▸ **DOCUMENT SECTION**:
****************************************

Funded PhD position - ASR in pathological speech
An exciting and ambitious PhD position at Imperial College London is open for suitable candidates interest in developing state-of-the-art ASR development for pathological speech recognition. The PhD is fully funded for home students (UK home students). There is scope for international applicants to apply either fully self funded or partially self funded by industry sponsorship joining with Imperial College Funding. The PhD project is part of the UKRI Centre for Doctoral Training in Artificial Intelligence for Healthcare at Imperial College London. (See https://ai4health.io/apply/ ). When you apply please specify your interest in (The ACOUSTICS study) Project ID 319 Automated community asessment of aphasic stroke.
Healthcare supervisor and main contact:
Fatemeh Geranmayeh, [email protected]
AI Supervisor:
Patrick Naylor, [email protected]
Project Motivation
Aphasia (language impairment) is common after stroke. Developing Automated Speech Recognition (ASR) models that detect a variety of clinically pertinent speech errors would be a game-changing advance in monitoring and diagnosing patients in the community. The overarching aim of this project will be to advance ASR in patients with post-stroke aphasia to a) monitor patient’s speech in their home setting after stroke and b) identify clinically useful speech errors with potential to be used as targets for speech and language therapy.

****************************************

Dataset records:
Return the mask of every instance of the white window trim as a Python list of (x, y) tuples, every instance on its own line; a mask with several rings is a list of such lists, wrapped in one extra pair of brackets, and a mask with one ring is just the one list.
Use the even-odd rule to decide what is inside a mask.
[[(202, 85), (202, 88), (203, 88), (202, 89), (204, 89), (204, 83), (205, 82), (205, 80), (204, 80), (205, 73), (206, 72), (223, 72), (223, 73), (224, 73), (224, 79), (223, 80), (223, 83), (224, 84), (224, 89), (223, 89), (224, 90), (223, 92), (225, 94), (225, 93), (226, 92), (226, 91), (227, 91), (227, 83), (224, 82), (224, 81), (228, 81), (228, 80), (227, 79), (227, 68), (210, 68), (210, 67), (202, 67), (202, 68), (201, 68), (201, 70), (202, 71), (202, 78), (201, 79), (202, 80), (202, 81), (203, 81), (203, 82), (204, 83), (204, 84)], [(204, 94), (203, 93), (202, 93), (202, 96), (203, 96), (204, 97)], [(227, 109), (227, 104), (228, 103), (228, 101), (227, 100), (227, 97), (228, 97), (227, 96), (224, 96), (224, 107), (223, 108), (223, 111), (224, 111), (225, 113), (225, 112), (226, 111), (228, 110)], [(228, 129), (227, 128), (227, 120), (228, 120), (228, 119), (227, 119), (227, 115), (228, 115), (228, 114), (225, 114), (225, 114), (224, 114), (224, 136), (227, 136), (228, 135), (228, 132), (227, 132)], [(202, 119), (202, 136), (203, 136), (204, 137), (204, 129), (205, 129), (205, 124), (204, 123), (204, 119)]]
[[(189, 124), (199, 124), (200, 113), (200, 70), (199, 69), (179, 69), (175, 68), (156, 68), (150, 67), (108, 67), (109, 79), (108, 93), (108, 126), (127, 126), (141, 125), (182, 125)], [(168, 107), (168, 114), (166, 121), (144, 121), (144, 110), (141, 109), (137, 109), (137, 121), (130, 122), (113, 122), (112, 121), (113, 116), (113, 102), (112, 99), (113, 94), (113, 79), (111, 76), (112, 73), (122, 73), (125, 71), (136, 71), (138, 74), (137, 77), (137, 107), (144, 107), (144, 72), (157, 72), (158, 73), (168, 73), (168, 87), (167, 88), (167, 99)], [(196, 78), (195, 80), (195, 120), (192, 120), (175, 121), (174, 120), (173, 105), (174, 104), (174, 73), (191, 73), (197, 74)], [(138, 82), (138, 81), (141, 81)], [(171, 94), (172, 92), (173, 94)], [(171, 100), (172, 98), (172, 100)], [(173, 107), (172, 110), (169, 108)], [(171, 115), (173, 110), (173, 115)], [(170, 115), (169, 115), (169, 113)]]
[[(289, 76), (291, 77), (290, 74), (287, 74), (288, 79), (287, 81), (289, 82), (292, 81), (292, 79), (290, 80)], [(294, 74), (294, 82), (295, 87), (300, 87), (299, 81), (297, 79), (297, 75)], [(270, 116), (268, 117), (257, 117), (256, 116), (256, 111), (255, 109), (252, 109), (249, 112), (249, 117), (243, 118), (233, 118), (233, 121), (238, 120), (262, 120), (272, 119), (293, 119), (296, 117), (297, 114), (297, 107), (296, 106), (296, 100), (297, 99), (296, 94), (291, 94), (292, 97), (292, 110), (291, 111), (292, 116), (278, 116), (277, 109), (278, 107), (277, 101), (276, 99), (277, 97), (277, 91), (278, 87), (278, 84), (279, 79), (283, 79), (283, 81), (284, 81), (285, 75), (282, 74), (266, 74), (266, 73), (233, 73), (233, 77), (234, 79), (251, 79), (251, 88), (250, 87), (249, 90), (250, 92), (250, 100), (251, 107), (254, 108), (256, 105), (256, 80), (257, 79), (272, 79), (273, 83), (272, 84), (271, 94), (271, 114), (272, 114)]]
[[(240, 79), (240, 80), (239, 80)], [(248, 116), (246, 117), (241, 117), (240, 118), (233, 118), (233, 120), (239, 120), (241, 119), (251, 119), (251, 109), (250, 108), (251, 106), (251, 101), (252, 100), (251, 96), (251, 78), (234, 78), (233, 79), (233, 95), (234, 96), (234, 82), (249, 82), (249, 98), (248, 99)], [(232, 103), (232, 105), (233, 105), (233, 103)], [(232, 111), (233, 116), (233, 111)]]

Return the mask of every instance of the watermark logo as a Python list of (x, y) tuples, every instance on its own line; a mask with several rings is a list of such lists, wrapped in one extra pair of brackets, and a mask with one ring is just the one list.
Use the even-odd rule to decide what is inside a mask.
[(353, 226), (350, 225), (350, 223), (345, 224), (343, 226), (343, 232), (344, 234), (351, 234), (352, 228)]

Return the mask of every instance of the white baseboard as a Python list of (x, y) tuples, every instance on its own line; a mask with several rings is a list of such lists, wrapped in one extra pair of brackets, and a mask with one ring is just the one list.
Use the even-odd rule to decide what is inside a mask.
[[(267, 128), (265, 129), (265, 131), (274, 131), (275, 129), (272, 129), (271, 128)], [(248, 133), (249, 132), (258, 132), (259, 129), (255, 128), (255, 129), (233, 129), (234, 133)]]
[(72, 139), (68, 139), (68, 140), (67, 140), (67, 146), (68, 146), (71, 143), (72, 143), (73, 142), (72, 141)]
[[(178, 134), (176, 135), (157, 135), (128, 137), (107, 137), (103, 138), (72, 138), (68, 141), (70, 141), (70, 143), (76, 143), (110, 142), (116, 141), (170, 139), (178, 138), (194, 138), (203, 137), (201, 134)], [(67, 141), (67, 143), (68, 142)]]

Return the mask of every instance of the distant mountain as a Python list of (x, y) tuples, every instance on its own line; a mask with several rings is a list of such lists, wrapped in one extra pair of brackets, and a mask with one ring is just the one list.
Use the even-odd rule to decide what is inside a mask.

****************************************

▸ **BRIEF 1**:
Can you edit the PhD position post by rewriting everything from "Healthcare supervisor and" down to "and language therapy." with "patients" changed to "individuals"?
▸ **BRIEF 2**:
Can you proceed with the PhD position post, carrying it on from the point where it stops?
These lines are separate material, unrelated to the PhD position post.

▸ **RESULT 1**:
Healthcare supervisor and main contact:
Fatemeh Geranmayeh, [email protected]
AI Supervisor:
Patrick Naylor, [email protected]
Project Motivation
Aphasia (language impairment) is common after stroke. Developing Automated Speech Recognition (ASR) models that detect a variety of clinically pertinent speech errors would be a game-changing advance in monitoring and diagnosing individuals in the community. The overarching aim of this project will be to advance ASR in individuals with post-stroke aphasia to a) monitor patient’s speech in their home setting after stroke and b) identify clinically useful speech errors with potential to be used as targets for speech and language therapy.

▸ **RESULT 2**:
Project proposal
Work stages are:
1) Application of pre-defined speech labels and speech segmentation in a large data base of meticulously transcribed aphasic speech segments from english speaking patients
2) Model designing and representation learning
a. Selection of the relevant acoustic features
b. Transcription of speech using various pre-trained automated speech recognition (ASR) models across different linguistics levels: phoneme, words, and sentence
c. Designing novel speech recognition algorithms considering multimodality and multitasking constraints.
3) Training and Fine-tuning
4) Model Evaluation and Error Estimation
a. Validating ASR performance a) on different speech tasks and b) against clinical scales
b. Designing new errors estimation algorithm to examine the effect of stroke lesion characteristics on ASR accuracy
c. Using ASR-derived speech metrics to predict aphasia clinical severity
5) Real-time deployment using online speech tools already in place (IC3)
The available training data will contain audio and/or audiovisual speech data and detailed transcripts to train multimodal ASR models. These models will incorporate acoustic features, visual features, phonological transcripts (using International Phonetic Alphabet), transcripts containing linguistic error coding (phonological, semantic, neologism), paralinguistic coding (speech quality, emotion, accent), and dysfluency coding (speech sound distortions, elongation, repetition, dysfluencies and pauses). Therefore they will derive measures of fluency, lexical and semantic content, syntactic completeness, linguistic complexity and errors.
Speech data will be segmented, denoised and acoustic features (e.g. Mel-frequency cepstral coefficient-MFCC) will be extracted from the speech spectrograms. Aligners (Htk3, KALDI, or de novo) will be tuned based on training data to determine the start and end of a phoneme/word. These will be fed into recurrent neural networks and deep Bidirectional LongShort Term Memory Recurrent Neural Network (BLSTM-RNN).
Supervised and unsupervised learning models will be used. Recognition models will be used at different levels: phoneme-level (Hidden Markov Model/Gaussian Mixture Model), lexical models to detect words, and language models to detect utterances. At each level error estimation will be evaluated. Keyword spotting will be used to detect expected target words.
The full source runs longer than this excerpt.